+++ Dataset

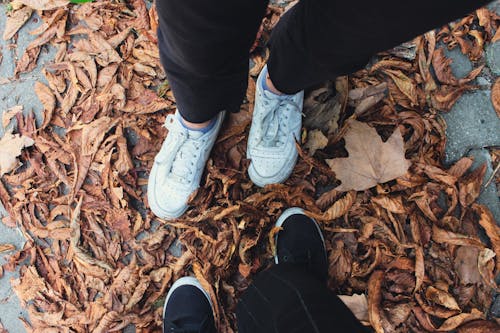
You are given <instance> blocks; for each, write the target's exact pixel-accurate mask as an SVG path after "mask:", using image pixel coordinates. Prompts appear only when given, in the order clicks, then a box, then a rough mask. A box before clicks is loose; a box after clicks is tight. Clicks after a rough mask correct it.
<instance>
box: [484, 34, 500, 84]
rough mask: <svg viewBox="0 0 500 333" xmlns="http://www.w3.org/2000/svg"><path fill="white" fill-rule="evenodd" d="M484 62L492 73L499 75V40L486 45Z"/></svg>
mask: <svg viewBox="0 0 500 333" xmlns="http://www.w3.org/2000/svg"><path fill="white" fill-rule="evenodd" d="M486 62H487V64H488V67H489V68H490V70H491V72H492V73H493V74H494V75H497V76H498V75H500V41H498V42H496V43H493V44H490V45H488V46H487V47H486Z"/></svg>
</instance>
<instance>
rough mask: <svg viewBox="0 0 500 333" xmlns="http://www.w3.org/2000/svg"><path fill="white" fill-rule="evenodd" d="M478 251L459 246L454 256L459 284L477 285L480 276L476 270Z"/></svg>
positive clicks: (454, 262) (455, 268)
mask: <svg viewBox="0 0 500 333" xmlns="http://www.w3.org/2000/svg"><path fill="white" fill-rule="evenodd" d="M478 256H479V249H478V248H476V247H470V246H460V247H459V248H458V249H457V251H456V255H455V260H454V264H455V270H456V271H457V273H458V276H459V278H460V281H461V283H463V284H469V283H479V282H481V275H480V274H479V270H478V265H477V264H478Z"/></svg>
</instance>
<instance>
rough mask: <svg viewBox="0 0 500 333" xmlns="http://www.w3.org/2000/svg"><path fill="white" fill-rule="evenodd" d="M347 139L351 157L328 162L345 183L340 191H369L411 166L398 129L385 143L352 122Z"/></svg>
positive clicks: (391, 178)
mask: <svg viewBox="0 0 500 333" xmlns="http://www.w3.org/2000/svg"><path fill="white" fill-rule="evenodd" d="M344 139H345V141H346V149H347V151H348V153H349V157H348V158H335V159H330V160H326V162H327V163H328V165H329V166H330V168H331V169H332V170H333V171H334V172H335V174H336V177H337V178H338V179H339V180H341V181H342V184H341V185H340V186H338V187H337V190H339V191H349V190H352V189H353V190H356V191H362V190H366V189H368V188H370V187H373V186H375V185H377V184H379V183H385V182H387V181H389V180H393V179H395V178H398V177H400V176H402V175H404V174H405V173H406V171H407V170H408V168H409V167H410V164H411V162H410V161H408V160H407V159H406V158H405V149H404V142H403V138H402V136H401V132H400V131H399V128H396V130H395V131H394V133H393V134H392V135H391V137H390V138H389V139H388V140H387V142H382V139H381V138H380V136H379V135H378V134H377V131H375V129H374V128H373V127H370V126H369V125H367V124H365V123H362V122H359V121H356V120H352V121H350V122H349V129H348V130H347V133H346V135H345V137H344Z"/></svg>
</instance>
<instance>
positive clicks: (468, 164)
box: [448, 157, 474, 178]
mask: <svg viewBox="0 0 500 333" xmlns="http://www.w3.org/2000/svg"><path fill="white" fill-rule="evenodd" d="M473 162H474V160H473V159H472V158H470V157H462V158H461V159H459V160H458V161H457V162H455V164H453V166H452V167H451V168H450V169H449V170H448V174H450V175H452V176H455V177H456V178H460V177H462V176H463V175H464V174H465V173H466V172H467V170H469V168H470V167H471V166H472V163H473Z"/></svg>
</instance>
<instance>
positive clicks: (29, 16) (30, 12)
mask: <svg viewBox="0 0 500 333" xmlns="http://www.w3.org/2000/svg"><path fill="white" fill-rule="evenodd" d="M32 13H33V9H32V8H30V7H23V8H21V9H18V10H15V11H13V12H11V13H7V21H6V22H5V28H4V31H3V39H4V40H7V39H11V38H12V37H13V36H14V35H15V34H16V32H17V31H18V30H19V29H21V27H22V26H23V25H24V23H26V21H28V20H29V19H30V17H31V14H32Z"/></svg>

++++++

Repeat the material above in full and exactly, omitting the pictures.

You are given <instance> blocks; for each, write the target's exact pixel-accurate mask as an SVG path after "mask:", using image pixel coordinates. Prompts appear only when given, in the order clicks, then a box, then a rough mask. A box before clicks is loose; a box after clicks is tight. Clicks after a rough mask correct it.
<instance>
box: [484, 34, 500, 84]
rough mask: <svg viewBox="0 0 500 333" xmlns="http://www.w3.org/2000/svg"><path fill="white" fill-rule="evenodd" d="M484 62L492 73L499 75V40L486 45Z"/></svg>
mask: <svg viewBox="0 0 500 333" xmlns="http://www.w3.org/2000/svg"><path fill="white" fill-rule="evenodd" d="M486 62H487V64H488V67H489V68H490V70H491V72H492V73H493V74H494V75H497V76H498V75H500V41H498V42H496V43H493V44H490V45H488V46H487V47H486Z"/></svg>
</instance>
<instance>
rough mask: <svg viewBox="0 0 500 333" xmlns="http://www.w3.org/2000/svg"><path fill="white" fill-rule="evenodd" d="M478 251L459 246L454 256L459 284L477 285L480 276L476 270Z"/></svg>
positive clicks: (454, 262) (455, 268)
mask: <svg viewBox="0 0 500 333" xmlns="http://www.w3.org/2000/svg"><path fill="white" fill-rule="evenodd" d="M478 256H479V249H478V248H476V247H470V246H460V247H459V248H458V249H457V251H456V255H455V260H454V264H455V270H456V271H457V273H458V276H459V278H460V281H461V283H463V284H469V283H479V282H481V275H480V274H479V270H478V265H477V264H478Z"/></svg>
</instance>
<instance>
rough mask: <svg viewBox="0 0 500 333" xmlns="http://www.w3.org/2000/svg"><path fill="white" fill-rule="evenodd" d="M347 139L351 157L328 162L345 183L340 191H369L411 166L398 129L385 143L352 122Z"/></svg>
positive clicks: (391, 178)
mask: <svg viewBox="0 0 500 333" xmlns="http://www.w3.org/2000/svg"><path fill="white" fill-rule="evenodd" d="M344 139H345V141H346V149H347V151H348V153H349V157H348V158H335V159H330V160H326V162H327V163H328V165H329V166H330V168H331V169H332V170H333V171H334V172H335V174H336V177H337V178H338V179H339V180H341V181H342V184H341V185H340V186H338V187H337V190H339V191H349V190H352V189H353V190H356V191H362V190H366V189H368V188H370V187H373V186H375V185H377V184H379V183H385V182H387V181H389V180H393V179H395V178H398V177H400V176H402V175H404V174H405V173H406V171H407V170H408V168H409V167H410V164H411V162H410V161H408V160H407V159H406V158H405V149H404V142H403V138H402V136H401V132H400V131H399V128H396V130H395V131H394V133H393V134H392V135H391V137H390V138H389V139H388V140H387V142H382V139H381V138H380V136H379V135H378V134H377V131H375V129H374V128H373V127H370V126H369V125H367V124H365V123H362V122H359V121H356V120H352V121H350V122H349V129H348V130H347V133H346V135H345V137H344Z"/></svg>
</instance>
<instance>
positive clicks: (468, 164)
box: [448, 157, 474, 178]
mask: <svg viewBox="0 0 500 333" xmlns="http://www.w3.org/2000/svg"><path fill="white" fill-rule="evenodd" d="M473 162H474V160H473V159H472V158H470V157H462V158H461V159H459V160H458V161H457V162H455V164H453V166H452V167H451V168H450V169H449V170H448V174H450V175H452V176H455V177H456V178H460V177H462V176H463V175H464V174H465V173H466V172H467V170H469V168H470V167H471V166H472V163H473Z"/></svg>
</instance>
<instance>
positive clicks: (29, 16) (30, 12)
mask: <svg viewBox="0 0 500 333" xmlns="http://www.w3.org/2000/svg"><path fill="white" fill-rule="evenodd" d="M32 13H33V9H32V8H30V7H23V8H21V9H18V10H15V11H13V12H11V13H7V21H6V22H5V28H4V31H3V39H4V40H7V39H11V38H12V37H13V36H14V35H15V34H16V32H17V31H18V30H19V29H21V27H22V26H23V25H24V23H26V21H28V20H29V19H30V17H31V14H32Z"/></svg>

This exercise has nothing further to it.